WHAT TO DO:
Can you render the lines of the material as a numbered list, starting at the line holding "napkin --shape polygon" and running through the end of the material, inclusive, with blank lines left out?

# RECORDS FOR PROCESSING start

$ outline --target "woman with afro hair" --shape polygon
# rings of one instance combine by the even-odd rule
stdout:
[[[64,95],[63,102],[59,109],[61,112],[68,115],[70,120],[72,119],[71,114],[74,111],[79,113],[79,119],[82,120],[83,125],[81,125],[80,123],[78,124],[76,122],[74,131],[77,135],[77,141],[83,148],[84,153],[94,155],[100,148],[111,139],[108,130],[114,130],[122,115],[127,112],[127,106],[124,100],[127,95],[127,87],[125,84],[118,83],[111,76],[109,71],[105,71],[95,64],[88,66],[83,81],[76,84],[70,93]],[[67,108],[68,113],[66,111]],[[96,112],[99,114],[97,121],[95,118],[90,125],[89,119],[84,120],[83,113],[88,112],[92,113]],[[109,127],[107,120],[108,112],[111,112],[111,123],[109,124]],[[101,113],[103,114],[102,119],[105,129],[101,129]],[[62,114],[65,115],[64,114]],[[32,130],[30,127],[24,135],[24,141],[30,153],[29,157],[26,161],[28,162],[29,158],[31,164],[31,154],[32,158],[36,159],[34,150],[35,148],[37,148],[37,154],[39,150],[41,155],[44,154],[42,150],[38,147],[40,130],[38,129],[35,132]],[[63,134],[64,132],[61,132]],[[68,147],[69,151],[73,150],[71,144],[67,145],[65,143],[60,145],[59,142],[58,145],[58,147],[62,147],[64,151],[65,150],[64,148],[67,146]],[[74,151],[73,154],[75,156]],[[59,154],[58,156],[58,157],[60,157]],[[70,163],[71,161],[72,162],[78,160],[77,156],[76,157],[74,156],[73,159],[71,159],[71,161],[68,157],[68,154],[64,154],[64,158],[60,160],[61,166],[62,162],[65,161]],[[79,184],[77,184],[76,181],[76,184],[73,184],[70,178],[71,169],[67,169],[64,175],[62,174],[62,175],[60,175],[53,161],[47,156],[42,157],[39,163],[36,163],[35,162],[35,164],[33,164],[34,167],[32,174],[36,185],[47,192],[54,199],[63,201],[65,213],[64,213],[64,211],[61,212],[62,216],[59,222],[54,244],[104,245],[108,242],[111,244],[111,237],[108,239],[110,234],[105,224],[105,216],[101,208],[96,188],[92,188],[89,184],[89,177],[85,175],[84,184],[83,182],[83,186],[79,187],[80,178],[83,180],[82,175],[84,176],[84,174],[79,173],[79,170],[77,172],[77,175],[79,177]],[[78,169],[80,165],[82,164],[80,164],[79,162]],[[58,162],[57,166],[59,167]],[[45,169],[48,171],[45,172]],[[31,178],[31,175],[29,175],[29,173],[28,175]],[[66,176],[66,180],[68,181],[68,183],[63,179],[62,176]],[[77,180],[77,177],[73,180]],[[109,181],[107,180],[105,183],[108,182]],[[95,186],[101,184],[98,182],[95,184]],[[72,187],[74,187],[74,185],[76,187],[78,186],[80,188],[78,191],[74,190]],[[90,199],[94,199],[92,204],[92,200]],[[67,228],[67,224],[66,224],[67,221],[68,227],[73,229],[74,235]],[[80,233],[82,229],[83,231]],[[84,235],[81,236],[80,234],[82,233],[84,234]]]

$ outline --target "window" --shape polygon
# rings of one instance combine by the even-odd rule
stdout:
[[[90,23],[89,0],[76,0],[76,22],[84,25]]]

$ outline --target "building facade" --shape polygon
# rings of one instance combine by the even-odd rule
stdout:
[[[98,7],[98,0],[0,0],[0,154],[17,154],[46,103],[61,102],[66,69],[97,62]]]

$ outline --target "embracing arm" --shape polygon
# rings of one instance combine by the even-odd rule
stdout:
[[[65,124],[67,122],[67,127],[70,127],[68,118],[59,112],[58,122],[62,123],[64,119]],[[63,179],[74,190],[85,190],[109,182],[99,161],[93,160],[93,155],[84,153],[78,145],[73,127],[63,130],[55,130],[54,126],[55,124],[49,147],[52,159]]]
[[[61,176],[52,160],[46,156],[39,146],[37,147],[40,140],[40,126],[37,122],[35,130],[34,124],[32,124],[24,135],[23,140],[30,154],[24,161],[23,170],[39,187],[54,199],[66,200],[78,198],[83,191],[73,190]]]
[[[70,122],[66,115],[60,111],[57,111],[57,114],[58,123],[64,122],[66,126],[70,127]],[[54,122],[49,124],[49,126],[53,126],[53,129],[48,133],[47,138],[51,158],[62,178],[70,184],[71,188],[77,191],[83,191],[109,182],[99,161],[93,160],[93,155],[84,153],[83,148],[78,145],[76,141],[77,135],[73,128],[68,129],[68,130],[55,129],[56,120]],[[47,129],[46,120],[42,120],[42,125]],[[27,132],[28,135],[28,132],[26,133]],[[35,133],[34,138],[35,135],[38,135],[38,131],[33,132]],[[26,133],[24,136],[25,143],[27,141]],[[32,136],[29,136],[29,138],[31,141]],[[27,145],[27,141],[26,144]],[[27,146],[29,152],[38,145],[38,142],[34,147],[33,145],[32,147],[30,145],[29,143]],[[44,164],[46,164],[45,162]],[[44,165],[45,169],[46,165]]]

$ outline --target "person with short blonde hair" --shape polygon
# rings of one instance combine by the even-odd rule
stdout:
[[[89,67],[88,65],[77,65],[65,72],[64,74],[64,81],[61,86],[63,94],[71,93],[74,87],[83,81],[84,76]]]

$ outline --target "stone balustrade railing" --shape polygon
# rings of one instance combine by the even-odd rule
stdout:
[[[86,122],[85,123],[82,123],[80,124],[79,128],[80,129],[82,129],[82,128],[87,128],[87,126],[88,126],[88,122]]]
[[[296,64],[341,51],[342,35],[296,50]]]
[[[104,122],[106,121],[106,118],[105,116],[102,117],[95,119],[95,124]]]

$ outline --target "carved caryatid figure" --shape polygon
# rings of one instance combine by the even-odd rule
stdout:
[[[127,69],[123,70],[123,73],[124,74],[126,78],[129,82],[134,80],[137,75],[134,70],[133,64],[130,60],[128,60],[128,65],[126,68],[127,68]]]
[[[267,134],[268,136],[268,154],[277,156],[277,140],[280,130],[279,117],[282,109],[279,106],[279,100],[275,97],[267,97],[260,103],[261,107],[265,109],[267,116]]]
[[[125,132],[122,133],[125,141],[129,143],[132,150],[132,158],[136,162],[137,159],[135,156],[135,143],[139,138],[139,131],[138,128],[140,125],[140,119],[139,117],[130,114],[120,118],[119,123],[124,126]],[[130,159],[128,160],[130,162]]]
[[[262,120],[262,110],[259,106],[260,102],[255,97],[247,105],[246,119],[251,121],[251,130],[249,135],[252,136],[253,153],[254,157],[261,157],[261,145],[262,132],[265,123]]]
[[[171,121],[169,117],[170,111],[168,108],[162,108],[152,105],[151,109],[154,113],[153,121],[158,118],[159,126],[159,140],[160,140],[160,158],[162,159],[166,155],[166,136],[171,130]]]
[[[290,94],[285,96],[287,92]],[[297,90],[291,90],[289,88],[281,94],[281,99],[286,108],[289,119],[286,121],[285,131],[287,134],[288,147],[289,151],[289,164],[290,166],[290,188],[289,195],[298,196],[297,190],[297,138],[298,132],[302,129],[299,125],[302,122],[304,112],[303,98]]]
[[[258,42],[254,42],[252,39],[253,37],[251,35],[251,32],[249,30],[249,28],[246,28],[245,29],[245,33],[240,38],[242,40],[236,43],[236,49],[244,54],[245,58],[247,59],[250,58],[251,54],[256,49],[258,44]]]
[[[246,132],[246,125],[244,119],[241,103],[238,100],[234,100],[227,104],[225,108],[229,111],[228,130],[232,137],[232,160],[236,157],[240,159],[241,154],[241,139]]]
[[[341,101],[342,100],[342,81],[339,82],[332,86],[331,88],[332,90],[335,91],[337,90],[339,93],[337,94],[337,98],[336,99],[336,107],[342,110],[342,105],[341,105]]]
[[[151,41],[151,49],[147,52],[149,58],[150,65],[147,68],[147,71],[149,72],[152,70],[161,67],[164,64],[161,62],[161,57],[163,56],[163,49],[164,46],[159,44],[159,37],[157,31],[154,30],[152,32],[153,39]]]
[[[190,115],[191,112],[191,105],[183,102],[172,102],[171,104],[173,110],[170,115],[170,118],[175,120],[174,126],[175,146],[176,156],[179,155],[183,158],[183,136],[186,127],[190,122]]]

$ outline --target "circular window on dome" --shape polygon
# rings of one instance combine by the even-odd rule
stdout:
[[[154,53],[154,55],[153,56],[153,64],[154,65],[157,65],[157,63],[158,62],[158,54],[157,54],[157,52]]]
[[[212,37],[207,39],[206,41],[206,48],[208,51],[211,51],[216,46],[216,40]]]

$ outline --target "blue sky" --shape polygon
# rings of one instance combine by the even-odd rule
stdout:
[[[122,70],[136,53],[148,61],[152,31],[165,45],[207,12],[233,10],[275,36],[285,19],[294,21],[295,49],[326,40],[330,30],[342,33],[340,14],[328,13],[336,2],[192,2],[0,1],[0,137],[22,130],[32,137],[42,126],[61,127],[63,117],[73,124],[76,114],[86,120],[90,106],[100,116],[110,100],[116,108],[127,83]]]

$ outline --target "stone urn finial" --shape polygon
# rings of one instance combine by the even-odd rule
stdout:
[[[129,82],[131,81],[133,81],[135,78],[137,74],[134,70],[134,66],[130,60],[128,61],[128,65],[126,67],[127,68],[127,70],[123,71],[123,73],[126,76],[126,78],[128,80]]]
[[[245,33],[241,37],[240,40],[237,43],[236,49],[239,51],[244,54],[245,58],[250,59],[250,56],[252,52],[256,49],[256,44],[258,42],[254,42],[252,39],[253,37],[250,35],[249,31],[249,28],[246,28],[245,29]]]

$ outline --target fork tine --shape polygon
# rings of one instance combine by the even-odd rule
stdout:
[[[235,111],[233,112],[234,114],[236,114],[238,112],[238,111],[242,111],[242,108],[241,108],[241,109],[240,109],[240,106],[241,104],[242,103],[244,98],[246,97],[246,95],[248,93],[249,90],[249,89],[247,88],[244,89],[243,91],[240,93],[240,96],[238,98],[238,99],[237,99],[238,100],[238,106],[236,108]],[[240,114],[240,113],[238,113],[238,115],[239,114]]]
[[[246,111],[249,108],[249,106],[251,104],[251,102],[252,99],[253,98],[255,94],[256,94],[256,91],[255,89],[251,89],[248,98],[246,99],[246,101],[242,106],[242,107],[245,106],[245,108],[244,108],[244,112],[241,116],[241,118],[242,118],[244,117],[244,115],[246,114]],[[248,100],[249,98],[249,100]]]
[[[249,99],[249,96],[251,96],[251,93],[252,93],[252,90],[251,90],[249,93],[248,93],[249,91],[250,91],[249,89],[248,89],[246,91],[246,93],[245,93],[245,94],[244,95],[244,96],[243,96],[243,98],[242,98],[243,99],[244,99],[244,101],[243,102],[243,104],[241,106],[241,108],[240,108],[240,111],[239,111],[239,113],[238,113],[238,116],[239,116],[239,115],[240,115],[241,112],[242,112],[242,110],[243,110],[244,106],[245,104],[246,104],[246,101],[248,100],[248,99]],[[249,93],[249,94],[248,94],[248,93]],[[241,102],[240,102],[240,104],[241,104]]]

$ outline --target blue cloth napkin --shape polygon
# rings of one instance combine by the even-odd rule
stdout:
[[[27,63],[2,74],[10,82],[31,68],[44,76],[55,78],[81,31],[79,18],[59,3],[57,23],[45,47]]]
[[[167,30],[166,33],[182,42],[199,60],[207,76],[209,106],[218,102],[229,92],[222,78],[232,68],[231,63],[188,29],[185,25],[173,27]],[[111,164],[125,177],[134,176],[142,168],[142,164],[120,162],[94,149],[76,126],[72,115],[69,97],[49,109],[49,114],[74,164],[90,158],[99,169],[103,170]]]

# RECORDS FOR PROCESSING end

TASK OUTPUT:
1. $ outline --target blue cloth napkin --shape polygon
2. # rings of one instance combine by the even-odd rule
3. stdout:
4. [[[27,63],[2,74],[10,82],[31,68],[44,76],[55,78],[81,31],[79,18],[59,3],[57,23],[45,47]]]
5. [[[167,30],[166,33],[182,42],[199,60],[207,76],[209,106],[218,102],[229,92],[222,78],[232,68],[231,63],[188,29],[185,25],[173,27]],[[111,164],[125,177],[134,176],[142,168],[142,164],[120,162],[94,149],[76,126],[72,115],[69,97],[49,109],[49,114],[74,164],[90,158],[99,169],[103,170]]]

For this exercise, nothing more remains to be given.